Tasks to perform
[a] In the raisin article, what is the name of the new initiative launched by South Africa's raisin industry?
[b] Copy word for word the part of the raisin article that begins with the words "Raisings also tick" and stops after "reach $2,7bn by 2026.".

A health-conscious population – particularly fuelled by the stress of the coronavirus pandemic – are increasingly opting for sugar substitutes in foods like baked goods and snacks, which is driving the sales of raisins.
Apart from being a healthier alternative to sugar, consumers are also becoming more aware of the myriad of health benefits associated with the dried grapes, such as being rich iron, fibre, vitamins, calcium and amino acids. They also contain antioxidant compounds like polyphenols and phenols that remove the free radicals from the blood and prevent the damage of the cells; phytochemicals and boron that improve oral and bone health; and more potassium per gram than bananas.
Raisings also tick the boxes of other top-of-mind consumer concerns, such as being vegan, clean label, organic, gluten-free and non-GMO.
This is fuelling the global raisin market, expected to register a CAGR of 4.77% to reach $2,7bn by 2026.
Export standards and unemployment
Despite a challenging year, South Africa’s raisin industry remained firmly open for business throughout 2020, posting particularly strong growth in exports to the UK, the second biggest importer of South African raisings after Germany. Thompson was the most exported variety, followed by the Golden Sultana and Flame raisin.
To boost the export market, the South African Raisin industry has launched a new initiative – named Project GAPP – to ensure that best practices are formalised to grow and dry premium quality fruit.
Project GAPP will oversee the grading of raw material and develop new export standards, along with fine-tuning existing ones in co-operation with growers and processors. Audits will be performed at grower level in addition to the existing certification required at processor level, with emphasis being placed on food safety standards, chemical use, hygiene, and product traceability.

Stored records
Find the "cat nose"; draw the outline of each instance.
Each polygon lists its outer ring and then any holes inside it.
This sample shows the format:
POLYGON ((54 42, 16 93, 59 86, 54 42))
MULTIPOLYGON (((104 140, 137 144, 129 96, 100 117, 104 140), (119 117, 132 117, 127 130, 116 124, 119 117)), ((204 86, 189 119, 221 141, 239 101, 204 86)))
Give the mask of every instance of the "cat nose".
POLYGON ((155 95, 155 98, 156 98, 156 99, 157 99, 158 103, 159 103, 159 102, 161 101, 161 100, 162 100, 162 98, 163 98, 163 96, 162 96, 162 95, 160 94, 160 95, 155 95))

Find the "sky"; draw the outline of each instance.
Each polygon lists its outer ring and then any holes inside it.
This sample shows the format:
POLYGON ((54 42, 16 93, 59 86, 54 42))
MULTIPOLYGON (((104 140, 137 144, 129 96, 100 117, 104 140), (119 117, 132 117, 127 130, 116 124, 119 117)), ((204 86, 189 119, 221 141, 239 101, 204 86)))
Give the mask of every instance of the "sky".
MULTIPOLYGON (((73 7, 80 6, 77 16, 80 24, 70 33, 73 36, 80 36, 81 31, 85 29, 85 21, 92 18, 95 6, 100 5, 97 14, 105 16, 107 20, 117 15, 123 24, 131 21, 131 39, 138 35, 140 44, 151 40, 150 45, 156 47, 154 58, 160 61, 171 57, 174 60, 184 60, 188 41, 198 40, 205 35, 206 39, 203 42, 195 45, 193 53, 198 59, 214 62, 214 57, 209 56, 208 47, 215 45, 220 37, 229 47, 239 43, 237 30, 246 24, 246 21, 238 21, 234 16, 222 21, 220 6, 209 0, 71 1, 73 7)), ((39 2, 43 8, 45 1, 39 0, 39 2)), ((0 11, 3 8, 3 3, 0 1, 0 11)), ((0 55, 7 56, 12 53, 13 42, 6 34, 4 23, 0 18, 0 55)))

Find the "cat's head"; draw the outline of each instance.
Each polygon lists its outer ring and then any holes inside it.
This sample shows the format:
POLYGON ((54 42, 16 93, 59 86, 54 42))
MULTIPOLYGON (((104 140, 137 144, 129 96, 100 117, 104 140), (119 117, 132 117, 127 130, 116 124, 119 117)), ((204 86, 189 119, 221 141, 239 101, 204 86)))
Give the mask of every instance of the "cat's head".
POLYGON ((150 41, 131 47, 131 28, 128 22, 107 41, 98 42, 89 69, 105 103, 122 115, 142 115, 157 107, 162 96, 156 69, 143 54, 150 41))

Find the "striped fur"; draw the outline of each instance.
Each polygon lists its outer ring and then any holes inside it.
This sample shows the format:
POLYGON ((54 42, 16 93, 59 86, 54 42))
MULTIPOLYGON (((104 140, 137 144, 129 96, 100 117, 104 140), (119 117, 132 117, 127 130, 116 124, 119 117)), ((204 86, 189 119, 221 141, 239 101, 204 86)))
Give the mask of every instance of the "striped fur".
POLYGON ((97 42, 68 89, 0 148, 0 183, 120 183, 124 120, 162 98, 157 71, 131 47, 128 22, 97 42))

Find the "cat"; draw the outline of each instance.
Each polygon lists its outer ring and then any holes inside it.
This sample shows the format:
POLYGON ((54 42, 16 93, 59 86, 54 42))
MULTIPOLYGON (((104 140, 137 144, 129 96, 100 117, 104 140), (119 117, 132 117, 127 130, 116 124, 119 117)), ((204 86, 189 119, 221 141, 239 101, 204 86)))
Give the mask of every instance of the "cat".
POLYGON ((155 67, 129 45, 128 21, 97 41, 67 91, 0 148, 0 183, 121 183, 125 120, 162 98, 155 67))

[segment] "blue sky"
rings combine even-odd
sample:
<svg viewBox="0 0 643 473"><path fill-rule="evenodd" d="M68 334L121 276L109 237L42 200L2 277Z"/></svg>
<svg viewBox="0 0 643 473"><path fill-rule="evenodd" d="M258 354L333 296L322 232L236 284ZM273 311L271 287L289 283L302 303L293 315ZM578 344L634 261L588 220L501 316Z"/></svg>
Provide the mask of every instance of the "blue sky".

Answers per task
[a] Project GAPP

[b]
Raisings also tick the boxes of other top-of-mind consumer concerns, such as being vegan, clean label, organic, gluten-free and non-GMO.
This is fuelling the global raisin market, expected to register a CAGR of 4.77% to reach $2,7bn by 2026.